**LESETEXT**
======

Die dominierende Rolle des Neptunismus im Mitteleuropa des 19. Jahrhunderts wird oft auf die "dogmatische" Lehre des Inspektors der Bergakademie, Abraham Gottlob Werner (1749-1817), zurückgeführt. Tatsächlich beeinflusste Werner eine ganze Geologengeneration (seine Schüler umfassten unter anderem Leopold von Buch und Alexander von Humboldt), allerdings fußte seine Hypothese auch auf genaue (leider aber auch beschränkte) Naturbetrachtung und erschien den meisten Gelehrten der damaligen Zeit als schlüssig. In seinem Werk "Kurze Klassifikation und Beschreibung der verschiedenen Gesteinsarten" (1787) erarbeitet er ein Klassifikationsschema für Gesteine, das hauptsächlich von ihrer Schichtabfolge und Lagerung ausging, und dabei auch vermutetes Alter und Bildungsbedingungen berücksichtigte.

======

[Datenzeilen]
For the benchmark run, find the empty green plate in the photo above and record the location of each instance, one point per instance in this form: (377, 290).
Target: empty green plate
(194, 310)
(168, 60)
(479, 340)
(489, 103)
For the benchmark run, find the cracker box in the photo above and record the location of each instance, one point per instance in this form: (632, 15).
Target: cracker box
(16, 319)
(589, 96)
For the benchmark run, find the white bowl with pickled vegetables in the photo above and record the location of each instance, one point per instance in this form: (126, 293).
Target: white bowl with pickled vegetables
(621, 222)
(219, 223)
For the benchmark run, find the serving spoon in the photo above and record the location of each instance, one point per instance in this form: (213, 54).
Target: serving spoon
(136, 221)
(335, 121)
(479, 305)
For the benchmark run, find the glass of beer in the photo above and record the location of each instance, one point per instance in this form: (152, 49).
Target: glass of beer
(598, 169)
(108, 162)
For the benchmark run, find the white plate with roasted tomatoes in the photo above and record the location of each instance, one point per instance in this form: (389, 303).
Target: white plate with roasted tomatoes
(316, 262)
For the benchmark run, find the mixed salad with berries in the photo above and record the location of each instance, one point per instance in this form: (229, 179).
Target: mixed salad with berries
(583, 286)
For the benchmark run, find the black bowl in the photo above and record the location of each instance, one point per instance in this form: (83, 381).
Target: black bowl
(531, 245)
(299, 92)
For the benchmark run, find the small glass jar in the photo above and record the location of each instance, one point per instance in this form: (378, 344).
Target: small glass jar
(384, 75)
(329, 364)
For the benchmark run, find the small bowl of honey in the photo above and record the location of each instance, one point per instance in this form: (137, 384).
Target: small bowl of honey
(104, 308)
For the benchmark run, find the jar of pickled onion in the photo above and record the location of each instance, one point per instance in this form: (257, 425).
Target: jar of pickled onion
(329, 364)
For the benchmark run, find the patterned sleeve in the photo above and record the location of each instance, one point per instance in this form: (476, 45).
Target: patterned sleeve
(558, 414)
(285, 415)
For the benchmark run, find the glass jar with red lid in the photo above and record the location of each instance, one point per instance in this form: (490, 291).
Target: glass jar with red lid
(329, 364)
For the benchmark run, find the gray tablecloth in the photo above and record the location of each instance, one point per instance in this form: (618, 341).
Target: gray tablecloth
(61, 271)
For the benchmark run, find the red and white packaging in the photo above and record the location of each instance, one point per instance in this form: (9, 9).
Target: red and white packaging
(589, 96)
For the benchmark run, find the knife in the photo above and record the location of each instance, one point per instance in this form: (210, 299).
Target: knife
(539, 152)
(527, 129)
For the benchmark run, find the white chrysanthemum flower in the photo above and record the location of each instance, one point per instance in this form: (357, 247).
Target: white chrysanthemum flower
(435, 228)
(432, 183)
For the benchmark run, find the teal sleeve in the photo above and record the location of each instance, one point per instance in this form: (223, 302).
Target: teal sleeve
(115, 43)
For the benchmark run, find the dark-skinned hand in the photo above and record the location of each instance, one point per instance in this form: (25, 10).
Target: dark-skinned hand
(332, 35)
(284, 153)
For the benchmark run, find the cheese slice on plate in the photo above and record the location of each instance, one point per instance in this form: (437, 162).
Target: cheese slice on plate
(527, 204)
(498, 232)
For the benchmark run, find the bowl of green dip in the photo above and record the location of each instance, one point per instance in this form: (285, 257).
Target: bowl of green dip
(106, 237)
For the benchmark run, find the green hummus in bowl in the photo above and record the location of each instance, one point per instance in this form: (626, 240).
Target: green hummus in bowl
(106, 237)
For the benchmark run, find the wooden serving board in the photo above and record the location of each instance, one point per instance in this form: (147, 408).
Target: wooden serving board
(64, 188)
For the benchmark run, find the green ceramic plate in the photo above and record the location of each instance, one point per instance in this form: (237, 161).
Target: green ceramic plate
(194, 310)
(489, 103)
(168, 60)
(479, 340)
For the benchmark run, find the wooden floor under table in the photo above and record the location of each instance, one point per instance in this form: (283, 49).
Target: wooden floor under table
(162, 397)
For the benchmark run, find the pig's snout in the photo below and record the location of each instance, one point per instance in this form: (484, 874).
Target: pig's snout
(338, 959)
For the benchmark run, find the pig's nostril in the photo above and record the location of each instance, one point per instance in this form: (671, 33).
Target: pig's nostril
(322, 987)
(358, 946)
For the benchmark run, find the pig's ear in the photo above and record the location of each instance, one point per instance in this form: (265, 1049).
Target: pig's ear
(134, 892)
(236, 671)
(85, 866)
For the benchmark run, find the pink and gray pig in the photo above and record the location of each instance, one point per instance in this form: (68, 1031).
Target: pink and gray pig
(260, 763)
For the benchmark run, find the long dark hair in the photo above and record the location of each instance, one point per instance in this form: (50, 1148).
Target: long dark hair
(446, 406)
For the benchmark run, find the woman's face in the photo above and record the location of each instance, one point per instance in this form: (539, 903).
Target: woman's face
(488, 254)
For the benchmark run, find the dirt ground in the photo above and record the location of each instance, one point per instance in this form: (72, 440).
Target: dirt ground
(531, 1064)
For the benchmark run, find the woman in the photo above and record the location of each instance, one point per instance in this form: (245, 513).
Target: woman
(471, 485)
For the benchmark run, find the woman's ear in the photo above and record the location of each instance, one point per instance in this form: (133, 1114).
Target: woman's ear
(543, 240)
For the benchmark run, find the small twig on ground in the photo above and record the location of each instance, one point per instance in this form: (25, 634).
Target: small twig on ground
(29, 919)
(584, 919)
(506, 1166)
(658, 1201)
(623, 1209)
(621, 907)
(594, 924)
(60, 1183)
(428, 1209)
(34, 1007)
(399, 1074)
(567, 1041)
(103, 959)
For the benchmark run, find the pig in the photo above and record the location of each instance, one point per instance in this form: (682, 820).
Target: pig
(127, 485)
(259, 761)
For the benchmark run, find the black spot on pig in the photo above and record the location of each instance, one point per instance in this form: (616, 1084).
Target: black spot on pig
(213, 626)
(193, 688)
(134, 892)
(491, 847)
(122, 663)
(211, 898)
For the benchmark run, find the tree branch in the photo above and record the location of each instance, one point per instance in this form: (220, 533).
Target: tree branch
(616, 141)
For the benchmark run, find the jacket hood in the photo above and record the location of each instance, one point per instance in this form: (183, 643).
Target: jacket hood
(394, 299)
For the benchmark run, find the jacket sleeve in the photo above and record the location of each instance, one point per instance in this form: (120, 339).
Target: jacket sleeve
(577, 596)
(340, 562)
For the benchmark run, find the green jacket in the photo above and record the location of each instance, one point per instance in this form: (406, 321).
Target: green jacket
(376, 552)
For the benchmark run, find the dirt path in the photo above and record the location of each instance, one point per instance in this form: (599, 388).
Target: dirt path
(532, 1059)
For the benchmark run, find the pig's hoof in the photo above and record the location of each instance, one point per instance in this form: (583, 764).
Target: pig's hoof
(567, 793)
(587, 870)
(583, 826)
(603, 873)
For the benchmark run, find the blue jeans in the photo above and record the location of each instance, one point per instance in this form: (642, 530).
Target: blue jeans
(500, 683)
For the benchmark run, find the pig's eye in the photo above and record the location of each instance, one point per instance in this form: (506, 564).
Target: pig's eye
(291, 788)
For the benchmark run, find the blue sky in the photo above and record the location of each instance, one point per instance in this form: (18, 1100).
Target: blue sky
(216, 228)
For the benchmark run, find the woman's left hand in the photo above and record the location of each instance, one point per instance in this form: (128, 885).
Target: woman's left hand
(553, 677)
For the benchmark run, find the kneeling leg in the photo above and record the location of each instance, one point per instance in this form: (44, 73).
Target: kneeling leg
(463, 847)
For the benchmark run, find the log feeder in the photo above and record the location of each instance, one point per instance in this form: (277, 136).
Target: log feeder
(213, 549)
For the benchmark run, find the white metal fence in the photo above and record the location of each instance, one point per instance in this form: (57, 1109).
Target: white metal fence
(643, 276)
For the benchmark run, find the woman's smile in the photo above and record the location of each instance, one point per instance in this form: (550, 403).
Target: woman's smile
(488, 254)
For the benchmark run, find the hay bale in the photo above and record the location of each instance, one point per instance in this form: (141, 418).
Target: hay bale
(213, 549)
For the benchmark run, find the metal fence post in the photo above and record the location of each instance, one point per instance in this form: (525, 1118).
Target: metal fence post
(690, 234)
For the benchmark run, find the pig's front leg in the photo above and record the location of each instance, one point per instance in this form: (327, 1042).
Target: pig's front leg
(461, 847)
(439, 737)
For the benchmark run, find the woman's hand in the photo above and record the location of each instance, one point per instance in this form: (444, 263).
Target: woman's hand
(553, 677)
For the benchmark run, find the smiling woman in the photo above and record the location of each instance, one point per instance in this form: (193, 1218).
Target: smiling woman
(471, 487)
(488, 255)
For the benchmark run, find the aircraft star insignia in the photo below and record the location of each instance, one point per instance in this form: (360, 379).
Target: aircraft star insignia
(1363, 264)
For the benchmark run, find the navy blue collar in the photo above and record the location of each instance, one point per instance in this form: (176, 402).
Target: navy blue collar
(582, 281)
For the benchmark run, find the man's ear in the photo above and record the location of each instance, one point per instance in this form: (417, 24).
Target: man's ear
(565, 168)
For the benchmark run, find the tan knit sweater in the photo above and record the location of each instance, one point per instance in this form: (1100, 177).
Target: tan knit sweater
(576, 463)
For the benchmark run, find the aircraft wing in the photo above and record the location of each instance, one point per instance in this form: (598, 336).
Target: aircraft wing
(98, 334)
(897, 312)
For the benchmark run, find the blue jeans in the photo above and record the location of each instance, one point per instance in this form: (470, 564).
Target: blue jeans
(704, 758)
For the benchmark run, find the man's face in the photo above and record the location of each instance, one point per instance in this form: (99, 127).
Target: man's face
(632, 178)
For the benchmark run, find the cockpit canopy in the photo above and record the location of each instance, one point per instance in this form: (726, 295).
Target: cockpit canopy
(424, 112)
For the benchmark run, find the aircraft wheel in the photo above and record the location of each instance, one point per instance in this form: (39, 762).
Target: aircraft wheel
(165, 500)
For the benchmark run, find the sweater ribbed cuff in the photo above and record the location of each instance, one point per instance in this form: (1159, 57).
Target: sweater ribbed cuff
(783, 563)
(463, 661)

======

**ARBEITSANWEISUNGEN**
**1.** Gib aus dem Text über den Neptunismus alles von "Die dominierende Rolle" bis hinunter zu "und Bildungsbedingungen berücksichtigte." wortgetreu zurück.
**2.** Welches Werk veröffentlichte Werner laut dem Text über den Neptunismus im Jahr 1787?
**3.** Führe den Text über den Neptunismus im Anschluss an seinen letzten Satz weiter.

**ANTWORTEN**
**1.**
Die dominierende Rolle des Neptunismus im Mitteleuropa des 19. Jahrhunderts wird oft auf die "dogmatische" Lehre des Inspektors der Bergakademie, Abraham Gottlob Werner (1749-1817), zurückgeführt. Tatsächlich beeinflusste Werner eine ganze Geologengeneration (seine Schüler umfassten unter anderem Leopold von Buch und Alexander von Humboldt), allerdings fußte seine Hypothese auch auf genaue (leider aber auch beschränkte) Naturbetrachtung und erschien den meisten Gelehrten der damaligen Zeit als schlüssig. In seinem Werk "Kurze Klassifikation und Beschreibung der verschiedenen Gesteinsarten" (1787) erarbeitet er ein Klassifikationsschema für Gesteine, das hauptsächlich von ihrer Schichtabfolge und Lagerung ausging, und dabei auch vermutetes Alter und Bildungsbedingungen berücksichtigte.

**2.** „Kurze Klassifikation und Beschreibung der verschiedenen Gesteinsarten“

**3.**
Abb.4. Darstellung durch den Künstler Johannes Kentmann der Basaltsäulen des Burgberges von Stolpen (Lausitz-Sachsen) im Werk "De omni rerum fossilium genere,...()" (1565) von Konrad Gesner. Dieser Aufschluss wurde bereits 1520 erwähnt, als Carolus von Miltitz ein Handstück des Basalts nebst einen Begleitbrief an Friedrich den Weisen sandte. 1546 nutzt Georgus Agricola in seinem "De Natura Fossilium" den Namen "Basalt" zum ersten mal für diesen Aufschluss und ersetzt damit den älteren Begriff  - eingeührt von Plinius - "Basanit".
Die Darstellung der Basaltsäulen als Kristalle macht deutlich, dass die Idee der Neptunisten von Gesteinen, als Produkte ausgefällt von Wasser, eine lange Tradition hatte.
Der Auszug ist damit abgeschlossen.